**Instructions:**
[1] Quote the profile of Ali Al Sharif below, copying everything from "By Nada H. Abdelmoniem" down to "FOR JUMPING EVENTS.".
[2] According to the profile of Ali Al Sharif below, in what year did he start riding?

**Supplied passage:**
◇ ◇ ◇ ◇

By Nada H. Abdelmoniem
Date of birth: November 1 1968
Star sign: Scorpio
Profession: GM for an international retail group & International Show Jumping Judge
ALI AL SHARIF IS THE GENERAL MANAGER OF AN INTERNATIONAL FASHION RETAIL GROUP IN EGYPT. HE’S BEEN WORKING IN THIS INDUSTRY FOR 18 YEARS CURRENTLY MANAGING MORE THAN 90 STORES FOR DIFFERENT INTERNATIONAL FASHION BRANDS WITH MORE THAN 600 COLLEAGUES. AL SHARIF IS AS PASSIONATE ABOUT SHOW JUMPING SPORT AS MUCH AS HE IS ABOUT THE BUSINESS HE MANAGES AND IS ALWAYS PROFESSIONAL AND METICULOUS AT THE EVENTS HE JUDGES. HE IS A FATHER OF THREE CHILDREN: FAISAL 10, QAMAR 7 AND MOHAMMAD 5, AND IS MARRIED TO RANA, WHO CONTINUES TO COPEWITH HIS TRAVEL AND TIME AWAY FROM HOME FOR JUMPING EVENTS.
I started riding in 1992 on a farm and I found out quickly that there is a lot to learn about this sport. I then began to ride at the Arabian Horse Club in Amman, Jordan, mostly flat work inside and outside the club, but didn’t pursue this beautiful sport further as I had lower back pain, and my doctor’s advice was to quit riding.

◇ ◇ ◇ ◇

**Stored records:**
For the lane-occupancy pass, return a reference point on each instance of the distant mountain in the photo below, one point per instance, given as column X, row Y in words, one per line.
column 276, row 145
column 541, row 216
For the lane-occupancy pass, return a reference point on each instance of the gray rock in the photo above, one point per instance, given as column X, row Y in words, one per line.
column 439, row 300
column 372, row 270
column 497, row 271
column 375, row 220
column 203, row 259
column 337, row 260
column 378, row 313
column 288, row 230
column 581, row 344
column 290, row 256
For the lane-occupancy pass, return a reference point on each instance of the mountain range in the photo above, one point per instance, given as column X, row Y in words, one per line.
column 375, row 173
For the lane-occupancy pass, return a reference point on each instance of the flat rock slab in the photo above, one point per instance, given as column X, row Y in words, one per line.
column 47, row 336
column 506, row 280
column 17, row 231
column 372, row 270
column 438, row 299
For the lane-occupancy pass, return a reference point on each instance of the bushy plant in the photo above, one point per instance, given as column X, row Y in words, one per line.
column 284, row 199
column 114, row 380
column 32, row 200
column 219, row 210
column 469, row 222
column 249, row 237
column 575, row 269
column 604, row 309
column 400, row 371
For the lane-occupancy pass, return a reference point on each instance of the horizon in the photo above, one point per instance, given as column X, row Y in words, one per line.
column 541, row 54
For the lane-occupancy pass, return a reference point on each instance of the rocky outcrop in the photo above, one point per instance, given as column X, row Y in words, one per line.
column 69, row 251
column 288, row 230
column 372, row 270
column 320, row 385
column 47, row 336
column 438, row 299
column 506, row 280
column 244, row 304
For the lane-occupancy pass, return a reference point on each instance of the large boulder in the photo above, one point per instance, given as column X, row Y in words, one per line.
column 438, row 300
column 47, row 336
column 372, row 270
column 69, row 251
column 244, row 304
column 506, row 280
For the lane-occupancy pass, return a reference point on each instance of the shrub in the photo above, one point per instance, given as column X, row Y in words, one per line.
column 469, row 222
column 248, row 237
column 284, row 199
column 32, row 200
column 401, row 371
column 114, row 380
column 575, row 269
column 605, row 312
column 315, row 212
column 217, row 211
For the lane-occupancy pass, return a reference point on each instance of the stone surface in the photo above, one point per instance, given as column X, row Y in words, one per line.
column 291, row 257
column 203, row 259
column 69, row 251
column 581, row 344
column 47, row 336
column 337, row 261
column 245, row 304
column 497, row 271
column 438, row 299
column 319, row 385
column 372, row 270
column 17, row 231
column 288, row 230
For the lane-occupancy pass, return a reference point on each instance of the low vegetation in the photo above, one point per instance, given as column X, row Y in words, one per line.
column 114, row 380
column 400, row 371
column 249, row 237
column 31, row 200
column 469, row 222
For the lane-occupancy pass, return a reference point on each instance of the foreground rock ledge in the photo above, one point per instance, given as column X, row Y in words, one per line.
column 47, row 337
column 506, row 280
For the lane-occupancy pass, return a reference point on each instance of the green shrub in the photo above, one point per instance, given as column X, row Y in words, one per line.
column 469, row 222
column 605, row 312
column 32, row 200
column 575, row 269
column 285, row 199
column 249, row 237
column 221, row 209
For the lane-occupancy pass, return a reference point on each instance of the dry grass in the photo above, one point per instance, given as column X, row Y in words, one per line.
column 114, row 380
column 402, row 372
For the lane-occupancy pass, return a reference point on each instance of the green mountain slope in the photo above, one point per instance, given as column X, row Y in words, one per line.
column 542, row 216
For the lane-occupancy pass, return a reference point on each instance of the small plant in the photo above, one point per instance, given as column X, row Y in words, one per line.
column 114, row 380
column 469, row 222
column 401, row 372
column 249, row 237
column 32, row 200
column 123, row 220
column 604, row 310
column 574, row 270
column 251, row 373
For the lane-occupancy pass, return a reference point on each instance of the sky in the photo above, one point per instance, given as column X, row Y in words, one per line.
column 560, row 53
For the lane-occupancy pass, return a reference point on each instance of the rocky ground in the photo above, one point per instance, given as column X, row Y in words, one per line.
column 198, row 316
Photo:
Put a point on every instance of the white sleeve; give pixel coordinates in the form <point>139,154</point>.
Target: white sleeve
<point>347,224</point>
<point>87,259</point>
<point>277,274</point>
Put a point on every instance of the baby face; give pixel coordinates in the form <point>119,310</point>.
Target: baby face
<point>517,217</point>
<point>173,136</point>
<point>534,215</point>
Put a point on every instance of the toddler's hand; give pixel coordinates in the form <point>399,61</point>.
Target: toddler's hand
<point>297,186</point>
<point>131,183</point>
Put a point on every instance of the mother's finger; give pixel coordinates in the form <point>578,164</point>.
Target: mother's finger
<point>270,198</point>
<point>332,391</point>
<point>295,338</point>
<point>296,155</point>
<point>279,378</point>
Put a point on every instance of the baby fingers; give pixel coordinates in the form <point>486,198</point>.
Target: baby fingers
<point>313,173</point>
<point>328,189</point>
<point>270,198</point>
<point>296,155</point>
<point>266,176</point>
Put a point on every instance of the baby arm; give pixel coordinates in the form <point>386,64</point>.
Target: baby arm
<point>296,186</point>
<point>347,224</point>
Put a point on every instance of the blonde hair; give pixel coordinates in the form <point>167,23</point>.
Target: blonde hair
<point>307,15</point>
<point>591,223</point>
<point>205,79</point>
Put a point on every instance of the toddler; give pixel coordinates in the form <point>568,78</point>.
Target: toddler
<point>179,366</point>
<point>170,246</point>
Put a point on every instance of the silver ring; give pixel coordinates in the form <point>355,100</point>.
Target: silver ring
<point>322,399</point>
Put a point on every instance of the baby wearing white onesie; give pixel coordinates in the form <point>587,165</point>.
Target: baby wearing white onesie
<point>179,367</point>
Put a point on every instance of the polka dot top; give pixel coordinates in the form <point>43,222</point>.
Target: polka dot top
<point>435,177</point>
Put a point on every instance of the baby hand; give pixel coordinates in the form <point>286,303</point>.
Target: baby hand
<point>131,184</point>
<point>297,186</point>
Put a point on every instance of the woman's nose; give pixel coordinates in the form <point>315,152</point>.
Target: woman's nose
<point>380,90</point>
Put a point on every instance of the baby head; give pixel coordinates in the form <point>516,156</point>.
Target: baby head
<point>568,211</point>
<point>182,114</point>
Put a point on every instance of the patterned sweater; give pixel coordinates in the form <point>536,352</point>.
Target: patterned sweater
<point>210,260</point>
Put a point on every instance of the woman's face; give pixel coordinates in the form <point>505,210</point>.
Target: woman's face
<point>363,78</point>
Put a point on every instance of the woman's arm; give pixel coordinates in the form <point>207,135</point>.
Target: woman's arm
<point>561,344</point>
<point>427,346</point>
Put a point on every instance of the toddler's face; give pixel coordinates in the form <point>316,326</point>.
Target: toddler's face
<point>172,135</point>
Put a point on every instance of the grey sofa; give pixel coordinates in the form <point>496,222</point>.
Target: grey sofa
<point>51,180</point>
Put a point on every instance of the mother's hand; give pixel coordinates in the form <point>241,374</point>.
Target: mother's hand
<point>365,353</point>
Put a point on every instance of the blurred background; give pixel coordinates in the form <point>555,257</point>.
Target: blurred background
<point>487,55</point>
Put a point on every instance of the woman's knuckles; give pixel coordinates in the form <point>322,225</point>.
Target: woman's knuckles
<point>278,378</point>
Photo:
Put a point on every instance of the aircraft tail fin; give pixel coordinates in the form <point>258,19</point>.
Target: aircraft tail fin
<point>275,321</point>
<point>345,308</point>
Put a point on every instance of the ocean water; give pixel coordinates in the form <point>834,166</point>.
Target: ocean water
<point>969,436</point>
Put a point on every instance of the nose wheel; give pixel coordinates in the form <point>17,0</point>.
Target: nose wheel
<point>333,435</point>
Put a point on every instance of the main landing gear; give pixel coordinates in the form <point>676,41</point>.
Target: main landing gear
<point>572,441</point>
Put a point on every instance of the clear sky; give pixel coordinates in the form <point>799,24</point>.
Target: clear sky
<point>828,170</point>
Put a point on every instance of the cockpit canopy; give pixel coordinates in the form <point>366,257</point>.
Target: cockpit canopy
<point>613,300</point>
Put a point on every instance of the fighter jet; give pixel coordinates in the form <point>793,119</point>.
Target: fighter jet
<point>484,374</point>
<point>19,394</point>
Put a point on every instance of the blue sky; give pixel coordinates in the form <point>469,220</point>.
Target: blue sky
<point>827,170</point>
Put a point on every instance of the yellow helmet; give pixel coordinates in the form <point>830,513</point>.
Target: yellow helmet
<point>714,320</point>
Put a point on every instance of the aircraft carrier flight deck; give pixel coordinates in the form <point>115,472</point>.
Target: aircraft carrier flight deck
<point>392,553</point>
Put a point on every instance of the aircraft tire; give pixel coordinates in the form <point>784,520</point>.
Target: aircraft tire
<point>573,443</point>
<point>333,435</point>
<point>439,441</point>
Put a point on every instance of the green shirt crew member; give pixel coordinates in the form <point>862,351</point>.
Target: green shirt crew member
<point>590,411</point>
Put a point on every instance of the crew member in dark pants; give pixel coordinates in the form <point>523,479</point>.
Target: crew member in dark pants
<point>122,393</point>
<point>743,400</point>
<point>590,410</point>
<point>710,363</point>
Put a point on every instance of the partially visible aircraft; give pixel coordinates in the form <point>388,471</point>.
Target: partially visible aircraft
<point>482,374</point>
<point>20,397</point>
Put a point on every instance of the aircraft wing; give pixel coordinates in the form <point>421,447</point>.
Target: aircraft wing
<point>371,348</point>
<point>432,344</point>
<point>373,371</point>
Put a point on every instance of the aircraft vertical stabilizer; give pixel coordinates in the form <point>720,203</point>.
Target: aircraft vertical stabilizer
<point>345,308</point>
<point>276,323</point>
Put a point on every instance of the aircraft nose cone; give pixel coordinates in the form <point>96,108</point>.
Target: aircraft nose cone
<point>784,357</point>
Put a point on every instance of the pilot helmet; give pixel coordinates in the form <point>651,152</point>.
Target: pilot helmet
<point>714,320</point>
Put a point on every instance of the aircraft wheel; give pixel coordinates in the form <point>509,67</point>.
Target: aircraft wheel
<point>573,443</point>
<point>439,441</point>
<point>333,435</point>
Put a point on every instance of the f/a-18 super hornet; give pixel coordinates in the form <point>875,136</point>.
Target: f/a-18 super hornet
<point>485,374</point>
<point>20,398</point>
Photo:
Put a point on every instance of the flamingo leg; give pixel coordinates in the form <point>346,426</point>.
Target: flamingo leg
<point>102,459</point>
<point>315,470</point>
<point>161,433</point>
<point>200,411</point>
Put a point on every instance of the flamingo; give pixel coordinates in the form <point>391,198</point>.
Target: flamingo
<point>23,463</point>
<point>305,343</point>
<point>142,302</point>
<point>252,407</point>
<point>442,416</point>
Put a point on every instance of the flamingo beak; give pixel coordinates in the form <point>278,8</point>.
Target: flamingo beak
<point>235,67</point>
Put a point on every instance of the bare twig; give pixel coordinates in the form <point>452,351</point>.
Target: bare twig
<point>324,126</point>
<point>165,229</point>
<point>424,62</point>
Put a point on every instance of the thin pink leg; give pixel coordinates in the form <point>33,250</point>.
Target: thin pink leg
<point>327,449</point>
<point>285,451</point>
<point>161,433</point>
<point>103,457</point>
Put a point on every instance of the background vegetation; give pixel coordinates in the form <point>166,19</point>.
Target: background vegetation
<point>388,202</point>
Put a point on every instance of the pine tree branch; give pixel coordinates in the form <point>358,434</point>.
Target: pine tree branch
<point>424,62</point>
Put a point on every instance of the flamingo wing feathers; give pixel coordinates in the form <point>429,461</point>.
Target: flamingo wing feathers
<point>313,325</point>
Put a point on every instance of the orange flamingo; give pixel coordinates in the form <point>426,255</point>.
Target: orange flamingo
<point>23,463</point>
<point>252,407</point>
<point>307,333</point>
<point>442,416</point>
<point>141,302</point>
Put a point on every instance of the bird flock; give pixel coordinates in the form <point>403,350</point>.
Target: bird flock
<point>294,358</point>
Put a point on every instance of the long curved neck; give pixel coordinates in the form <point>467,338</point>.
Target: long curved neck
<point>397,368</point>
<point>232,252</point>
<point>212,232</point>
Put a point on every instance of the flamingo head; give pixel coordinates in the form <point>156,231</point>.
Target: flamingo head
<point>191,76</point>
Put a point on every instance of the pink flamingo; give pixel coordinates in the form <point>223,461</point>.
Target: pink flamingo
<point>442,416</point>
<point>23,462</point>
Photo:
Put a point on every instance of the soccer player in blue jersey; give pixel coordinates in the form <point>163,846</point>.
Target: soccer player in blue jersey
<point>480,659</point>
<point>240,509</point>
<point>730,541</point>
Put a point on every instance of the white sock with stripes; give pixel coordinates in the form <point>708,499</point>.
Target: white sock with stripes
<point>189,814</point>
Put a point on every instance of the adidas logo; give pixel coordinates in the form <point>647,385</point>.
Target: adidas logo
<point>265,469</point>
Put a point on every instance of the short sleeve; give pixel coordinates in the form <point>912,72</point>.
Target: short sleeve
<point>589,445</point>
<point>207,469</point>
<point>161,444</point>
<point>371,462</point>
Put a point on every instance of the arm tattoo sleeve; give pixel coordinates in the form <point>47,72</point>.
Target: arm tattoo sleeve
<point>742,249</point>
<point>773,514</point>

◇ ◇ ◇ ◇

**Responses to the tasks:**
[1]
By Nada H. Abdelmoniem
Date of birth: November 1 1968
Star sign: Scorpio
Profession: GM for an international retail group & International Show Jumping Judge
ALI AL SHARIF IS THE GENERAL MANAGER OF AN INTERNATIONAL FASHION RETAIL GROUP IN EGYPT. HE’S BEEN WORKING IN THIS INDUSTRY FOR 18 YEARS CURRENTLY MANAGING MORE THAN 90 STORES FOR DIFFERENT INTERNATIONAL FASHION BRANDS WITH MORE THAN 600 COLLEAGUES. AL SHARIF IS AS PASSIONATE ABOUT SHOW JUMPING SPORT AS MUCH AS HE IS ABOUT THE BUSINESS HE MANAGES AND IS ALWAYS PROFESSIONAL AND METICULOUS AT THE EVENTS HE JUDGES. HE IS A FATHER OF THREE CHILDREN: FAISAL 10, QAMAR 7 AND MOHAMMAD 5, AND IS MARRIED TO RANA, WHO CONTINUES TO COPEWITH HIS TRAVEL AND TIME AWAY FROM HOME FOR JUMPING EVENTS.

[2] 1992